_Quoted text_:
Start

# Joule expansion - why is the change in internal energy 0 for a gas expanding into a vacuum?

I understand that no work is done on gases expanding into a vacuum as there is no external pressure the gas is expanding against, $$P_{ext}\Delta V = 0$$.

But thinking in terms of the gas particles accelerating into the vacuum due to the pressure gradient, isn't the gas particles acceleration increasing the total KE of the particles in the system.

## 2 Answers

As long as your system is thermally isolated from the environment so that the expansion is adiabatic, the internal energy must stay constant during the expansion. This follows directly from the first law of thermodynamics.

But thinking in terms of the gas particles accelerating into the vacuum due to the pressure gradient, isn't the gas particles acceleration increasing the total KE of the particles in the system.

Here you are making two mistakes. First, you mix up the macroscopic picture of the gas (pressure gradient) and the microscopic picture (molecular motion). In a dilute (ideal) gas approximation, there are no forces acting on the molecules. They simply fill whatever volume is available to them by their random motion. This explains why in an ideal gas, the velocity distribution of molecules does not change upon free expansion, hence the internal energy and temperature remain constant.

End

_Supplied records_:
Start

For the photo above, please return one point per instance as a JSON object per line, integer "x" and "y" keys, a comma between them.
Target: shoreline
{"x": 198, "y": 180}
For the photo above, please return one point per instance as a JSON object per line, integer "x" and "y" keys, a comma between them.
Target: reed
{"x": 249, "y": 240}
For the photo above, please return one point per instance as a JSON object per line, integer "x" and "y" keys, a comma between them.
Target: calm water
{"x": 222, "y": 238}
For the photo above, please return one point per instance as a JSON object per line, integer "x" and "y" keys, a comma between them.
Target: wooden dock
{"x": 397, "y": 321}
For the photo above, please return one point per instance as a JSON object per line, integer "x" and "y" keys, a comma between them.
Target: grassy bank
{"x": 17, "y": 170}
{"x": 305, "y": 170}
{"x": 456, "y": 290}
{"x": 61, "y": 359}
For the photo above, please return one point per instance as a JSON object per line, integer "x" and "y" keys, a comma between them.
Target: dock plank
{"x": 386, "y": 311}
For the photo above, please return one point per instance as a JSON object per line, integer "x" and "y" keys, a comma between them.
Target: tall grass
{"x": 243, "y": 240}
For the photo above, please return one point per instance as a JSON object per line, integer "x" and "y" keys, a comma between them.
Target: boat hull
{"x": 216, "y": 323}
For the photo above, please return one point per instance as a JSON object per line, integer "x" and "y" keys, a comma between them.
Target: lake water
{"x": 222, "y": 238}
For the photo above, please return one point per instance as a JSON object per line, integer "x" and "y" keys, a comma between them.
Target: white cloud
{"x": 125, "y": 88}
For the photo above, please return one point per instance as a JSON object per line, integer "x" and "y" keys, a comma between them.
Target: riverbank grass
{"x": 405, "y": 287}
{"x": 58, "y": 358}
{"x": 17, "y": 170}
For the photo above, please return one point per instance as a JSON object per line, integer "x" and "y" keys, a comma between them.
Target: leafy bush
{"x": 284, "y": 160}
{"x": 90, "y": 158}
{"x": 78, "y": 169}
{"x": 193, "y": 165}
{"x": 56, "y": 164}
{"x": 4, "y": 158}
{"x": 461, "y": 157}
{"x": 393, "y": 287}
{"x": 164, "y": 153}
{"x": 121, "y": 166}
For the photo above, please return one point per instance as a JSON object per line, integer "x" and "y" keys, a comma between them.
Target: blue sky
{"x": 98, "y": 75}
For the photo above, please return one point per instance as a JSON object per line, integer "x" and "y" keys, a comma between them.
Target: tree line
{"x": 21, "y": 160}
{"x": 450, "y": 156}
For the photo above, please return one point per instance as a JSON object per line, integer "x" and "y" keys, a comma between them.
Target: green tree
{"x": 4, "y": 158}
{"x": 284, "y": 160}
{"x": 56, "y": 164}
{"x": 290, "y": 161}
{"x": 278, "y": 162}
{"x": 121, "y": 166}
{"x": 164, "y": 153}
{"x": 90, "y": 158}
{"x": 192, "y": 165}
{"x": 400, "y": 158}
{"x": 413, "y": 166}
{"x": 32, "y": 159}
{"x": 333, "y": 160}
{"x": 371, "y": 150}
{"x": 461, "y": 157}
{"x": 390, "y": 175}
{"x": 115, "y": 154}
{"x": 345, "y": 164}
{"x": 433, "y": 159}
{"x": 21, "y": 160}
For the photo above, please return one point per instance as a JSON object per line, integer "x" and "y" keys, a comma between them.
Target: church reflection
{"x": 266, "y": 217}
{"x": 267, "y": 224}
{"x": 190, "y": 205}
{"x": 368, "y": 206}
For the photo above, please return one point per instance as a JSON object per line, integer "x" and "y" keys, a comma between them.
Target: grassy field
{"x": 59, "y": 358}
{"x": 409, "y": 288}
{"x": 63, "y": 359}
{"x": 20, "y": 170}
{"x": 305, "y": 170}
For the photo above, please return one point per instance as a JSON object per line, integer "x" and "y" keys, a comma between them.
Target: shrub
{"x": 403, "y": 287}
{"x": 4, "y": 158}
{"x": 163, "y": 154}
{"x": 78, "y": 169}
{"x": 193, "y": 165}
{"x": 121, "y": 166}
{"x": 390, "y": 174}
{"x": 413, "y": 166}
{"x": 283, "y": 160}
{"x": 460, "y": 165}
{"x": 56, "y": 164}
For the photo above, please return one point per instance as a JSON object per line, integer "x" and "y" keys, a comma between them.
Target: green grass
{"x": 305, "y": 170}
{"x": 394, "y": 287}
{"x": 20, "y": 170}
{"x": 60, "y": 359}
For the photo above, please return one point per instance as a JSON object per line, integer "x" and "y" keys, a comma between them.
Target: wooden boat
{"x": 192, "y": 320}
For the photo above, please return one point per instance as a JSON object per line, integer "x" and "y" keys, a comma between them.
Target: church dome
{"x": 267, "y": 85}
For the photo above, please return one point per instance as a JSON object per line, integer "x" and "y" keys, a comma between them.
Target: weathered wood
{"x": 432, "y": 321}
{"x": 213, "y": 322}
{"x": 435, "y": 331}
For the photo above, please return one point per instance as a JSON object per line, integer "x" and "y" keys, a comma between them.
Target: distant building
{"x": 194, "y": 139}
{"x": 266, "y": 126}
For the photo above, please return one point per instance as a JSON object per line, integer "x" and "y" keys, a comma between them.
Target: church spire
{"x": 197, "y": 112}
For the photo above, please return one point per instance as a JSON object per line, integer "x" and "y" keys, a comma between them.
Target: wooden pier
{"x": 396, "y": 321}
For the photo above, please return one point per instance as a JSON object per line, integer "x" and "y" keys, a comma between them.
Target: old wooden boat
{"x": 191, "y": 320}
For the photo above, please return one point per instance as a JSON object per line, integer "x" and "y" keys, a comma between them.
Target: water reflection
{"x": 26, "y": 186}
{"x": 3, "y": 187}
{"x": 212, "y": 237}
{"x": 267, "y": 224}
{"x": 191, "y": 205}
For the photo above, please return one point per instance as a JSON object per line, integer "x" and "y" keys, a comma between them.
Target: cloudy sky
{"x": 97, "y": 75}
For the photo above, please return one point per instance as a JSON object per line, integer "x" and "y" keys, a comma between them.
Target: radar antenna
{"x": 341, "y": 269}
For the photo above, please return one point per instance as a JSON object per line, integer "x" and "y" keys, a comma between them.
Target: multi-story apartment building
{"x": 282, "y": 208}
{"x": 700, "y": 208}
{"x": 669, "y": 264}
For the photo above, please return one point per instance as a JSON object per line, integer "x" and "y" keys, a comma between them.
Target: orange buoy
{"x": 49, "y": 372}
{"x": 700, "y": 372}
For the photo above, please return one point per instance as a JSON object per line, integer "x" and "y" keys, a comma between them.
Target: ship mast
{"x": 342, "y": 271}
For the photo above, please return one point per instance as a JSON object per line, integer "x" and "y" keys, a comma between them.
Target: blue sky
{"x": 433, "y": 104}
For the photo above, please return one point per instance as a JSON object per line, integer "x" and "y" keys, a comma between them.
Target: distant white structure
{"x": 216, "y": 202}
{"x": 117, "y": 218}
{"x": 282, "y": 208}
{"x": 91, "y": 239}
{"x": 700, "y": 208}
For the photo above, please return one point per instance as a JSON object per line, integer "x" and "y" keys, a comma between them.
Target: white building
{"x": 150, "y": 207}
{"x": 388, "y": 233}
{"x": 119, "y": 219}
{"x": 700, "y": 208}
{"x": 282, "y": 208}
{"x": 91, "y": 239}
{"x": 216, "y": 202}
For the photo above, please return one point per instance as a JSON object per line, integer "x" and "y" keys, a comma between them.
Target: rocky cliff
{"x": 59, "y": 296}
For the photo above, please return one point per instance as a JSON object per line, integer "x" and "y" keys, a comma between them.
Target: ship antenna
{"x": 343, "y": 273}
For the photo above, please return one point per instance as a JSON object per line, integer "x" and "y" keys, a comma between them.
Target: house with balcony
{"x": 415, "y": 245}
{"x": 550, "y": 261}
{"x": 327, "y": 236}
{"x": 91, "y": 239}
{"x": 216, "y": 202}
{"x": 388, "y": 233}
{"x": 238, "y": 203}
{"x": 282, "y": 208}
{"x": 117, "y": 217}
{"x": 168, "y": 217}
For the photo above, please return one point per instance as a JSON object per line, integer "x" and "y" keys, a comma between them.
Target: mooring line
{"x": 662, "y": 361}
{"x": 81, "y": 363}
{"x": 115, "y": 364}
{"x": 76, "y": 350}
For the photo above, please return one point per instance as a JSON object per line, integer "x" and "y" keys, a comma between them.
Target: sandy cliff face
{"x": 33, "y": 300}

End
Start

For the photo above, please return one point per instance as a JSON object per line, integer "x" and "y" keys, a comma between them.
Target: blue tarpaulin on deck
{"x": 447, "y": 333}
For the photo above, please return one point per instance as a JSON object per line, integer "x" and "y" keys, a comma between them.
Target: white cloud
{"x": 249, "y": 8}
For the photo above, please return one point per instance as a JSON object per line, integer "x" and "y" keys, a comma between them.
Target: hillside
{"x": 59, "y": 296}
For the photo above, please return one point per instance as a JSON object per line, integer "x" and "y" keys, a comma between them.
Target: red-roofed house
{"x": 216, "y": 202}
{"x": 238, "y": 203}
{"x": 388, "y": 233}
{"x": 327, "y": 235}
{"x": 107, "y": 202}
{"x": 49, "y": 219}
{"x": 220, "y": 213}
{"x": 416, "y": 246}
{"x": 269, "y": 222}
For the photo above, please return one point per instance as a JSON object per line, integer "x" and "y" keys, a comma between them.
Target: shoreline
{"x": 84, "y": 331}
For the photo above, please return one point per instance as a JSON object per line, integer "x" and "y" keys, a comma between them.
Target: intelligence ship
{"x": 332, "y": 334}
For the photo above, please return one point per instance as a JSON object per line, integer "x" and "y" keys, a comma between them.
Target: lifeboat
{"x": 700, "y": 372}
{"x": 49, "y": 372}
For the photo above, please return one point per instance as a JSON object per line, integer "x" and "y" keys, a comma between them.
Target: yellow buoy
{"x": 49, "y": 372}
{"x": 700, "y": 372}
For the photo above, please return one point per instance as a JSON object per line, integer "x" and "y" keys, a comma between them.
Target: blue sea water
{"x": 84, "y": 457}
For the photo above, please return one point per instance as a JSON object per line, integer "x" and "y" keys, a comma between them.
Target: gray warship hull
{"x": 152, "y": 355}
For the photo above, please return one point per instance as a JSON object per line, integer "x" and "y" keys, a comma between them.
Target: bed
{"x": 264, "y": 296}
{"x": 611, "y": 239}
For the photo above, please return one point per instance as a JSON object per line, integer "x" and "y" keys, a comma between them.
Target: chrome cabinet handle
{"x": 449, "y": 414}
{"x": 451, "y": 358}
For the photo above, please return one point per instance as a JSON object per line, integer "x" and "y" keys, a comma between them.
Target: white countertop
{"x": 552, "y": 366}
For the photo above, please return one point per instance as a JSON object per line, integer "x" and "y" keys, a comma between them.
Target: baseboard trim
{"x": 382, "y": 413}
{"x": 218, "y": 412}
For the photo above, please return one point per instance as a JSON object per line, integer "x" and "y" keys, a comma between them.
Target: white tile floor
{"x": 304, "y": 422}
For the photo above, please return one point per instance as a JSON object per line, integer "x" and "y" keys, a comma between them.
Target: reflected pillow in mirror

End
Start

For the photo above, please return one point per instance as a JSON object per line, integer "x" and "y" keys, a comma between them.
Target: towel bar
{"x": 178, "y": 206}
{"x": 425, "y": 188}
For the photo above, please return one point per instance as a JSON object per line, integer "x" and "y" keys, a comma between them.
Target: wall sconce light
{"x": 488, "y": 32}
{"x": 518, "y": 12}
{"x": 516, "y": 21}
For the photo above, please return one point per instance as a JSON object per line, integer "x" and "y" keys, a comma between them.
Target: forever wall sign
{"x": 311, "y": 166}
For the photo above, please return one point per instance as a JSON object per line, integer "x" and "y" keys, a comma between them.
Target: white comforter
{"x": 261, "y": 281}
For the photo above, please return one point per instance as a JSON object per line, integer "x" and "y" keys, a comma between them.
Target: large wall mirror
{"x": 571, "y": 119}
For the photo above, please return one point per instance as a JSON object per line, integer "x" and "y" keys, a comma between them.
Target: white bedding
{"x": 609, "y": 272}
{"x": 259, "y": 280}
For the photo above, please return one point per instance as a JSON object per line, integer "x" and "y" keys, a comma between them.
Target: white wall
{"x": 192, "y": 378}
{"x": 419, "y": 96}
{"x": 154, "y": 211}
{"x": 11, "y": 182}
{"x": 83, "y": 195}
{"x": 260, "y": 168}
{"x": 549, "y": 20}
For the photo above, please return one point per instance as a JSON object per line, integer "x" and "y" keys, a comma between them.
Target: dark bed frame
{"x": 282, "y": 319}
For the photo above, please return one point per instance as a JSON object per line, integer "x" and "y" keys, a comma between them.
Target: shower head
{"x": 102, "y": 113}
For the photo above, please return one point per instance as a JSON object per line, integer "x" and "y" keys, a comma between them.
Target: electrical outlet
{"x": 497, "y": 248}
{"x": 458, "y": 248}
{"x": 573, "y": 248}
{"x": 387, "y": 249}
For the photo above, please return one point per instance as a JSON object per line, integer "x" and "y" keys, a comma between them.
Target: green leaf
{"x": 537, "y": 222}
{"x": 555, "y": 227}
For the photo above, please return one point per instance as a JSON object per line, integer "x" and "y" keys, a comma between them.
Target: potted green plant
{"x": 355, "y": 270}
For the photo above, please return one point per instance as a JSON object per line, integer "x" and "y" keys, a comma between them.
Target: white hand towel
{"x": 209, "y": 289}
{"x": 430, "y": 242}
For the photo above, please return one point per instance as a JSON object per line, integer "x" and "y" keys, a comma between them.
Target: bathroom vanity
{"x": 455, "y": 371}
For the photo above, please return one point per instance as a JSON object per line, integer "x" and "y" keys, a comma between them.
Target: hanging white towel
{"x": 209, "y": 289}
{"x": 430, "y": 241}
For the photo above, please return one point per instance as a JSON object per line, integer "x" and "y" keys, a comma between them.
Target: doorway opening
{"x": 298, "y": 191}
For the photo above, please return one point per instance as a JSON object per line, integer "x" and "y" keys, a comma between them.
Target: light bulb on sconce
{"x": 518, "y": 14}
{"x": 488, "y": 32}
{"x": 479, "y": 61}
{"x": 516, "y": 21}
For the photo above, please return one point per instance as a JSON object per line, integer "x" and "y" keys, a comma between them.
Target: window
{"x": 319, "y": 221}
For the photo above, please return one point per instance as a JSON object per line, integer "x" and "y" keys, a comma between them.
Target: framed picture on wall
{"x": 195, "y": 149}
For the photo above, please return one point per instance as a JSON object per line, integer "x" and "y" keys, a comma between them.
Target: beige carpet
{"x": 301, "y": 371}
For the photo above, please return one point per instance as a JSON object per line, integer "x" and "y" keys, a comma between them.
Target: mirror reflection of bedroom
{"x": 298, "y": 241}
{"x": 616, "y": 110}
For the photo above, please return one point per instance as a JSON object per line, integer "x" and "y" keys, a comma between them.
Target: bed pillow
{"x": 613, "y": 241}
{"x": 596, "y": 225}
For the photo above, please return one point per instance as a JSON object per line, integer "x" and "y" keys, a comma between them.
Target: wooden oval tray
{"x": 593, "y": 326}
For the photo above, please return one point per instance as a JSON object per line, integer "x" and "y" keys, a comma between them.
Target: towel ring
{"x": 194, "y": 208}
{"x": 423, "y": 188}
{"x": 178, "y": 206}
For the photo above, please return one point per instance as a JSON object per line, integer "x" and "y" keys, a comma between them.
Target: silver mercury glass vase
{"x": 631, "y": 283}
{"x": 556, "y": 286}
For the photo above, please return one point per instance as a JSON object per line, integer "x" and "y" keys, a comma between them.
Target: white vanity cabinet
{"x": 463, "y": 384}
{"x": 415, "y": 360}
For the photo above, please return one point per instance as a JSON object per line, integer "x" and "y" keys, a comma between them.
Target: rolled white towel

End

_Given instruction 1_:
Duplicate the stretch of the Joule expansion post from "As long as your" through "law of thermodynamics.".
_Given instruction 2_:
Answer these questions using the Joule expansion post:
(a) What must be true of the system for the expansion to be adiabatic?
(b) Which law does the constant internal energy follow from?
(c) In a dilute (ideal) gas approximation, what forces act on the molecules?
_Given instruction 3_:
According to the Joule expansion post, what stays constant or does not change when an ideal gas expands freely? List all of them.
The items above are separate material and have nothing to do with the Joule expansion post.

_Problem solution 1_:
As long as your system is thermally isolated from the environment so that the expansion is adiabatic, the internal energy must stay constant during the expansion. This follows directly from the first law of thermodynamics.

_Problem solution 2_:
(a) It must be thermally isolated from the environment.
(b) The first law of thermodynamics.
(c) None.

_Problem solution 3_:
- The velocity distribution of the molecules
- The internal energy
- The temperature